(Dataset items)
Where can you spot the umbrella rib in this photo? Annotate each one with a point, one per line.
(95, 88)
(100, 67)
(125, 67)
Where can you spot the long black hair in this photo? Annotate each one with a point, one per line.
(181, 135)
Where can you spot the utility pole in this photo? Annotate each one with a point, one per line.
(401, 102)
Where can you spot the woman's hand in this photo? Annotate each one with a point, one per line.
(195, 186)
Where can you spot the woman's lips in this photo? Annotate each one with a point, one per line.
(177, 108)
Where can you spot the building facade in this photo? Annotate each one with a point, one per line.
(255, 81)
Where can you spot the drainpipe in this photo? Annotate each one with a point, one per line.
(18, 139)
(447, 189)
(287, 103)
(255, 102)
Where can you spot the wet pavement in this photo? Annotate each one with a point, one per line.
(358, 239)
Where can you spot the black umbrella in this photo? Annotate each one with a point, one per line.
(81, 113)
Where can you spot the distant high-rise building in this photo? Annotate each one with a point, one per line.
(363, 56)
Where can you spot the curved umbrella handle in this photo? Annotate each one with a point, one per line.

_Goal:_ Reproduce each line verbatim.

_Task answer:_
Where can you spot the umbrella rib in this photo? Annotate each one with a point, one per line.
(95, 88)
(100, 67)
(125, 67)
Where can you spot the long black hair in this photo? Annotate each one with a point, one per line.
(181, 135)
Where can you spot the utility pole in this photo? Annotate each one with a point, one per line.
(401, 102)
Where can you spot the woman's hand in this photo? Annotate each one with a point, one per line.
(195, 186)
Where can you spot the woman's lips in this photo? Annotate each one with a point, one per line.
(177, 108)
Where can you spot the building facade in this photo? Annotate each one with a point, one per line.
(255, 81)
Where can you spot the drainpipe in this photo? Annotate each one with a point, one per line.
(18, 139)
(447, 189)
(287, 103)
(255, 102)
Where can you spot the wet pavement in this photo? Annotate each one with a point, one per line.
(358, 239)
Where can you spot the black umbrella in this photo? Annotate each one with a point, one per line.
(81, 113)
Where can you spot the distant high-rise building in this photo? Annotate each one with a point, one per line.
(363, 56)
Where can you spot the curved umbrella handle in this photo? Annotate each one with a point, one per line.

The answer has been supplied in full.